--- start of SELECTED TEXT ---
No, see below. It only means that section 5.1.3 doesn't apply.
>Or that no redirection had occurred?
It doesn't say anything about whether redirection occurred.
>Or do you mean that section 5.1.4
>applies and it's now up to the application?
Only if none of sections 5.1.1-5.1.3 applied.
>I suspect the first (section 5.1.2) is more conforming to the RFC.
No.
Section 5.1.1-5.1.4 of RFC 2396 apply in that order (see the schematic
diagram in section 5.1). Section 5.1.1 covers things like HTML's <base>
element and XML Base. Only if there is no base URI indication embedded
within the document content does one consider 5.1.2 (which talks about
"inheriting" the base URI from one's MIME envelope); then, only if that
isn't relevant, does one consider 5.1.3 which talks about the base URI
used to retrieve the document (or given XML external parsed entity).
Finally, if we've gotten to considering 5.1.3 and there is still no
non-null base URI, only then does one get to section 5.1.4.
Note that, if you get to section 5.1.3 (which is the current topic of
discussion) and you don't have a non-null base URI, you cannot go back
to section 5.1.2. So, no, section 5.1.2 doesn't apply. It's got to be
section 5.1.4 that applies in this case.
Of course, it's possible that the resolver returns a null for the
retrieved resource, but you are within the scope of an assignment
to xml:base; in that case, you've determined your base URI using
section 5.1.1, so the fact that the resolver returned a null is
not going to affect your base URI computation here.
--- end of SELECTED TEXT ---
• _WORK INSTRUCTIONS_:
(a) Rewrite the paragraph of the base URI text beginning "Section 5.1.1-5.1.4 of RFC 2396" as a brief list, keeping its main facts.
(b) Update the base URI text from "Section 5.1.1-5.1.4 of" up to and including "external parsed entity).", replacing "MIME envelope" with "MIME headers".
(c) Do these statements agree with the base URI text? Answer yes or no for each, and quote the deciding words.
(i) Section 5.1.1 covers HTML's <base> element and XML Base.
(ii) After reaching section 5.1.3 without a non-null base URI, one may go back to section 5.1.2.
(iii) Within the scope of an assignment to xml:base, a null returned by the resolver affects the base URI computation.
--- start of MATERIAL ---
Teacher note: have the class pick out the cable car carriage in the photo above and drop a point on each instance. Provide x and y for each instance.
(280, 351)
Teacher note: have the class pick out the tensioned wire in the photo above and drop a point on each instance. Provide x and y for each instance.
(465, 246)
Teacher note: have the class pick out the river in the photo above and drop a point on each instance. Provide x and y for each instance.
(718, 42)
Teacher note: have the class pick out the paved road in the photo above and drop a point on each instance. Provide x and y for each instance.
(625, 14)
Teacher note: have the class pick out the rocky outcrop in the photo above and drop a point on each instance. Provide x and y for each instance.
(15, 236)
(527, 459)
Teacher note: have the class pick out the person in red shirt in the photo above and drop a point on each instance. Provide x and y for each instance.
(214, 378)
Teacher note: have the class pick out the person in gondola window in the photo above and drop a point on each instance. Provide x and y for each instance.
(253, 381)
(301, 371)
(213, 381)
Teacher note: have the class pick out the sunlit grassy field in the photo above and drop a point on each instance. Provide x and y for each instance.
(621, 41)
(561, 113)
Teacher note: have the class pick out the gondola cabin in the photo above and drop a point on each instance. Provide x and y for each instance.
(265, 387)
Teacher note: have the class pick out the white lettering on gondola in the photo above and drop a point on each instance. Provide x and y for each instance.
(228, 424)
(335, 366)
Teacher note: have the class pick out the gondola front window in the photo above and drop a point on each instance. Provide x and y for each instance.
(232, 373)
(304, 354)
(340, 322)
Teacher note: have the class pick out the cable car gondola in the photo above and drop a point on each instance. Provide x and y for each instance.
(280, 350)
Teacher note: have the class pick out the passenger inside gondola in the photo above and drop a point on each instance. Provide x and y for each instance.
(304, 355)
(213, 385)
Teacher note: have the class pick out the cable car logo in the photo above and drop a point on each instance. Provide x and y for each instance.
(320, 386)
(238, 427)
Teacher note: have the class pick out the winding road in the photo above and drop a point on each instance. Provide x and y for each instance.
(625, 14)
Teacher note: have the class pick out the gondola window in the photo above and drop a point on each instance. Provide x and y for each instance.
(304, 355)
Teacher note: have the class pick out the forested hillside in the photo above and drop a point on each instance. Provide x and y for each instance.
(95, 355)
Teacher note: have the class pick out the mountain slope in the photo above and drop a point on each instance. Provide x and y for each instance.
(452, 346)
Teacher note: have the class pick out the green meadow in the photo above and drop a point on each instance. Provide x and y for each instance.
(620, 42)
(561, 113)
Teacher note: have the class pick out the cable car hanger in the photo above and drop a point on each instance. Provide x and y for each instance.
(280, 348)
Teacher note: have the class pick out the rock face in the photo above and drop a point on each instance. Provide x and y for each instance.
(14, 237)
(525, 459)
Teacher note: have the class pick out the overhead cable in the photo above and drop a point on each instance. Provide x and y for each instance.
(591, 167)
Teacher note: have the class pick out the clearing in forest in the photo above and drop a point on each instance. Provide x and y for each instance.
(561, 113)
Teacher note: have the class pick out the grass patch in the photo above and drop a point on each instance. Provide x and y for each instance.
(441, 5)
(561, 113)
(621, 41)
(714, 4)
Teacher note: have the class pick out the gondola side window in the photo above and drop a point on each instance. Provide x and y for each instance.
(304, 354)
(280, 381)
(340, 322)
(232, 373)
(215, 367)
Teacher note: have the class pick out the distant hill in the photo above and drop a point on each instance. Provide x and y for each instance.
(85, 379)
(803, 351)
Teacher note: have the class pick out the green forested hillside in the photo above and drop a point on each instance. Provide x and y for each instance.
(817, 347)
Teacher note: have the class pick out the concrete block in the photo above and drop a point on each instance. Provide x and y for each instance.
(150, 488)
--- end of MATERIAL ---
• _ANSWERS IN ORDER_:
(a)
- Sections 5.1.1–5.1.4 of RFC 2396 apply in order, as the schematic diagram in section 5.1 shows.
- 5.1.1 covers a base URI embedded in the document content, such as HTML's <base> element and XML Base.
- 5.1.2 covers inheriting the base URI from the MIME envelope. It is considered only if the document content has no embedded base URI indication.
- 5.1.3 covers the base URI used to retrieve the document (or a given XML external parsed entity). It is considered only if 5.1.2 isn't relevant.
- 5.1.4 is reached only if there is still no non-null base URI after considering 5.1.3.

(b)
Section 5.1.1-5.1.4 of RFC 2396 apply in that order (see the schematic
diagram in section 5.1). Section 5.1.1 covers things like HTML's <base>
element and XML Base. Only if there is no base URI indication embedded
within the document content does one consider 5.1.2 (which talks about
"inheriting" the base URI from one's MIME headers); then, only if that
isn't relevant, does one consider 5.1.3 which talks about the base URI
used to retrieve the document (or given XML external parsed entity).

(c)
(i) Yes: "Section 5.1.1 covers things like HTML's <base> element and XML Base."
(ii) No: "you cannot go back to section 5.1.2"
(iii) No: "the fact that the resolver returned a null is not going to affect your base URI computation here."